* [WHAT TO WORK ON]
A: Reproduce word for word the section of the Georg Wildführ biography starting at "- Born: 30 August" and ending at "hygiene, and toxoplasmosis.".
B: Extend the biography of Georg Wildführ by writing what comes after its final sentence.

* [SELECTED EXTRACT]
- Born: 30 August 1904 Linden (Hannover), Germany
- Died: 4 August 1984 (aged 79) Holzhausen (Leipzig), East Germany
- Education: Dresden University of Technology Leipzig University
- Occupations: Medical microbiologist Hygienist
- Political party: SPD (1928-1933) KPD (1945-1946) SED (1946-1949) CDU (from 1949)

= Georg Wildführ =

East German medical microbiologist and hygienist

Georg Wildführ (30 August 1904 – 4 August 1984) was an East German Medical microbiologist and hygienist.

His scientific work particularly focused on bacteriology, serology, epidemiology, hygiene, and toxoplasmosis.

==Life==

===Early years===
Georg Wildführ was born in Linden, then a village near the edge of the city, but following large scale urbanisation and local government boundary reforms in 1920 a city-district in Hannover. His father was a factory foreman. After completing his primary schooling, he studied Architecture at Leibniz University Hannover between 1923 and 1925 before switching to medicine.

===Medical training===
Between 1925 and 1931 he studied Medicine at Berlin and Göttingen. He received his Doctorate from Berlin in 1932, for a dissertation entitled "About Sydenham's chorea and Tics" ("Über Chorea minor und Tic"). A succession of hospital posts followed, in Berlin, Hannover, Gelsenkirchen, and Cologne.

* [STORED DATA]
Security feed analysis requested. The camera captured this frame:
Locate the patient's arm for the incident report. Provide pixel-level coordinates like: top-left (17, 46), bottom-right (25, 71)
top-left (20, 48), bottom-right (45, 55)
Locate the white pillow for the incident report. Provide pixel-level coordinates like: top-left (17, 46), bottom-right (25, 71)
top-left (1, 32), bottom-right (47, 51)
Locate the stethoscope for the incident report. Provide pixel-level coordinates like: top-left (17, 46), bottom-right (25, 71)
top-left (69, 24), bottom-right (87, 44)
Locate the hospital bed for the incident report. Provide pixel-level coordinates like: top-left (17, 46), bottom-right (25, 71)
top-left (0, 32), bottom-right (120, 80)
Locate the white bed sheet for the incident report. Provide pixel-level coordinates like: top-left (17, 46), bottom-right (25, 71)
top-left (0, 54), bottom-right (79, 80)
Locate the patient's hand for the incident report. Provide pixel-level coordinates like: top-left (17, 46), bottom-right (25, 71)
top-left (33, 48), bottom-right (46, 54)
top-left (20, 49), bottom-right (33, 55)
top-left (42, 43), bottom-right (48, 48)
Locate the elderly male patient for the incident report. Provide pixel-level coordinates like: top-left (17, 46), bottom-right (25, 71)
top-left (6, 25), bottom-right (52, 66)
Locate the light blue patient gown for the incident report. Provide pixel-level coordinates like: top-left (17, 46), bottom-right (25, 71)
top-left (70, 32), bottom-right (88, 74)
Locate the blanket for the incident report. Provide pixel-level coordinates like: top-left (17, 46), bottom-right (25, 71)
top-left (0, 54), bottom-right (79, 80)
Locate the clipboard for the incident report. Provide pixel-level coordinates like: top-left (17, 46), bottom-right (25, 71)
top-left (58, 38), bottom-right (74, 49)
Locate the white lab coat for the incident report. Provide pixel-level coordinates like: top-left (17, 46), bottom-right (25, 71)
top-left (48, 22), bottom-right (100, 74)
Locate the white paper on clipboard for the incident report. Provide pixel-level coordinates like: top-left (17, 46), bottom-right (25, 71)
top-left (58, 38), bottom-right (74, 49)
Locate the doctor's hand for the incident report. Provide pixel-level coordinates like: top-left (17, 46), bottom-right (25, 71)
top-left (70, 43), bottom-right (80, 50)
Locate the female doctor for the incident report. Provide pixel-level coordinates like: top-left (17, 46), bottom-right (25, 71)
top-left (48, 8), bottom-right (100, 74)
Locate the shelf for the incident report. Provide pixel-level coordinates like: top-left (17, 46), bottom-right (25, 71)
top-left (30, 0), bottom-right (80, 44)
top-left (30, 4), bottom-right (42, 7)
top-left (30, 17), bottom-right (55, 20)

* [SOLVED PROBLEMS]
A:
- Born: 30 August 1904 Linden (Hannover), Germany
- Died: 4 August 1984 (aged 79) Holzhausen (Leipzig), East Germany
- Education: Dresden University of Technology Leipzig University
- Occupations: Medical microbiologist Hygienist
- Political party: SPD (1928-1933) KPD (1945-1946) SED (1946-1949) CDU (from 1949)

= Georg Wildführ =

East German medical microbiologist and hygienist

Georg Wildführ (30 August 1904 – 4 August 1984) was an East German Medical microbiologist and hygienist.

His scientific work particularly focused on bacteriology, serology, epidemiology, hygiene, and toxoplasmosis.

B:
===Increasing distinction===
Further academic promotion followed in 1943 with a Habilitation from the Dresden University of Technology for a work entitled "Studies on the question of the toxin-creating possibilities of the Gas gangrene Bacillus in synthetic growth media" ("Studien zur Frage des Toxinbildungsvermögens der Gasoedem-Bazillen in künstlichen Nährböden").

===Professorships===
From 1945 to 1946 Wildführ was a professor at Dresden, which by then was in the Soviet occupation zone of what had previously been Germany, and from 1946 to 1947 he was Professor for Hygiene. In 1947 he switched to Leipzig University where he remained Professor for Hygiene and Bacteriology until 1970.

He took over as Director of the Leipzig Hygiene Centre (later the Leipzig Regional Hygiene Institute) in 1947, and in 1958 he took on the newly created (teaching) chair for Medical Microbiology and Epidemic Protection at the university. In the same year he was appointed Director of the Institute for Medical Microbiology and Epidemiology. From 1964 to 1976 he held the chair for Medical Microbiology at the National Academy for Medical Research. He also assumed the chair for General and Communal Hygiene at the Hygiene Institute in 1970. From 1961 to 1965 he was Dean of the Medical Faculty at Leipzig, and from 1970 to 1973 President of the national Society for Overall Hygiene.

===Politics===
From May 1945 party membership other than of the NSDAP (Nazi party) was no longer illegal and Georg Wildführ, living by now in the part of Germany that would in the next few years become the German Democratic Republic, joined the KPD (Communist party). Following the merger in this party of Germany of the Communist party and the (traditionally more moderately socialist) SPD (party) that made him, from 1946, a member of the new country's ruling SED (party). However, he resigned his membership and in 1949 joined the CDU (party) at around the same time as the East German version of the CDU was itself being brought more explicitly under the political control of the SED.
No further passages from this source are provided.